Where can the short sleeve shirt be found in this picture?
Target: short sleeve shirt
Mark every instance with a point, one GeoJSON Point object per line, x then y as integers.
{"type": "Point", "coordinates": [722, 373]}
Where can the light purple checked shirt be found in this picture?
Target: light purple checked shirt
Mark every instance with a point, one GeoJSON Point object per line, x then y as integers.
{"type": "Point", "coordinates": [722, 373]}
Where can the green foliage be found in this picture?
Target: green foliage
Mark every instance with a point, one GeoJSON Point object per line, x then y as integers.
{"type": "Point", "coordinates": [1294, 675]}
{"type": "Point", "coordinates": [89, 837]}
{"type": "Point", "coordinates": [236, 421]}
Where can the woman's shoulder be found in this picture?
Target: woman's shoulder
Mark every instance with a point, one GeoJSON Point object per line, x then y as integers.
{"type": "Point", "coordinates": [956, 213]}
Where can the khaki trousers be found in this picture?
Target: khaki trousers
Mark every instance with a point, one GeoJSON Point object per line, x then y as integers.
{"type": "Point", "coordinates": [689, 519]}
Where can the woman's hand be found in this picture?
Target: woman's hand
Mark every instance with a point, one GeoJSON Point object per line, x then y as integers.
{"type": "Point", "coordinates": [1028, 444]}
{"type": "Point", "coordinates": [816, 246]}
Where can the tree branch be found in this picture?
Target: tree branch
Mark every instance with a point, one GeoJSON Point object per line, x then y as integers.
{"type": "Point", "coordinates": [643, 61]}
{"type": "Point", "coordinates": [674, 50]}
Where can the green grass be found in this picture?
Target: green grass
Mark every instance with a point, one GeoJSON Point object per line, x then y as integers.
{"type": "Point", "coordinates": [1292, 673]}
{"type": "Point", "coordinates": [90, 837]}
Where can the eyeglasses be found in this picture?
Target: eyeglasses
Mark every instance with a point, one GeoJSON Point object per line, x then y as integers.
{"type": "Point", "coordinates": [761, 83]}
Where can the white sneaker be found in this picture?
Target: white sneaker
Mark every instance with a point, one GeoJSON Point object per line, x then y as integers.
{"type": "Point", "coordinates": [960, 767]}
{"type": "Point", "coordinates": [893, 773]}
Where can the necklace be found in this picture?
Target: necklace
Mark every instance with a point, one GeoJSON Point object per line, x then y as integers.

+++++

**WORK TASK:** All of the records go in your answer, copied exactly.

**WORKED SOLUTION:**
Where can the short sleeve shirt be found in this picture?
Target: short sleeve shirt
Mark every instance with a point, one GeoJSON Point object per line, x then y as integers.
{"type": "Point", "coordinates": [722, 373]}
Where can the light purple checked shirt be found in this picture?
Target: light purple checked shirt
Mark every instance with a point, one GeoJSON Point object per line, x then y as integers.
{"type": "Point", "coordinates": [722, 373]}
Where can the green foliage be found in this picture?
Target: green foliage
Mark every instance with a point, one GeoJSON Point object per line, x then y as integers.
{"type": "Point", "coordinates": [1294, 675]}
{"type": "Point", "coordinates": [89, 837]}
{"type": "Point", "coordinates": [236, 421]}
Where can the woman's shoulder be found in this picture?
Target: woman's shoulder
Mark every instance with a point, one GeoJSON Point object per line, x then y as integers.
{"type": "Point", "coordinates": [956, 213]}
Where can the khaki trousers be found in this picture?
Target: khaki trousers
Mark every instance with a point, one GeoJSON Point object per line, x then y as integers.
{"type": "Point", "coordinates": [689, 519]}
Where can the woman's hand be found in this picture?
Target: woman's hand
Mark every instance with a point, one GeoJSON Point object per line, x then y as integers.
{"type": "Point", "coordinates": [1028, 444]}
{"type": "Point", "coordinates": [816, 246]}
Where can the tree branch be found in this picture?
Target: tree branch
Mark every instance with a point, one GeoJSON Point object per line, x then y as integers.
{"type": "Point", "coordinates": [643, 61]}
{"type": "Point", "coordinates": [674, 50]}
Where can the green grass be found in this picture?
Target: green grass
Mark every instance with a point, one GeoJSON Point object per line, x then y as integers.
{"type": "Point", "coordinates": [1292, 673]}
{"type": "Point", "coordinates": [90, 837]}
Where can the eyeglasses be found in this picture?
Target: eyeglasses
Mark every instance with a point, one GeoJSON Point object per line, x then y as integers.
{"type": "Point", "coordinates": [761, 83]}
Where can the white sneaker be found in this picture?
Target: white sneaker
Mark every instance with a point, one GeoJSON Point object per line, x then y as integers.
{"type": "Point", "coordinates": [960, 767]}
{"type": "Point", "coordinates": [893, 773]}
Where can the necklace be found in this picture?
Target: necklace
Mark every instance with a point, one GeoJSON Point object per line, x then y as integers.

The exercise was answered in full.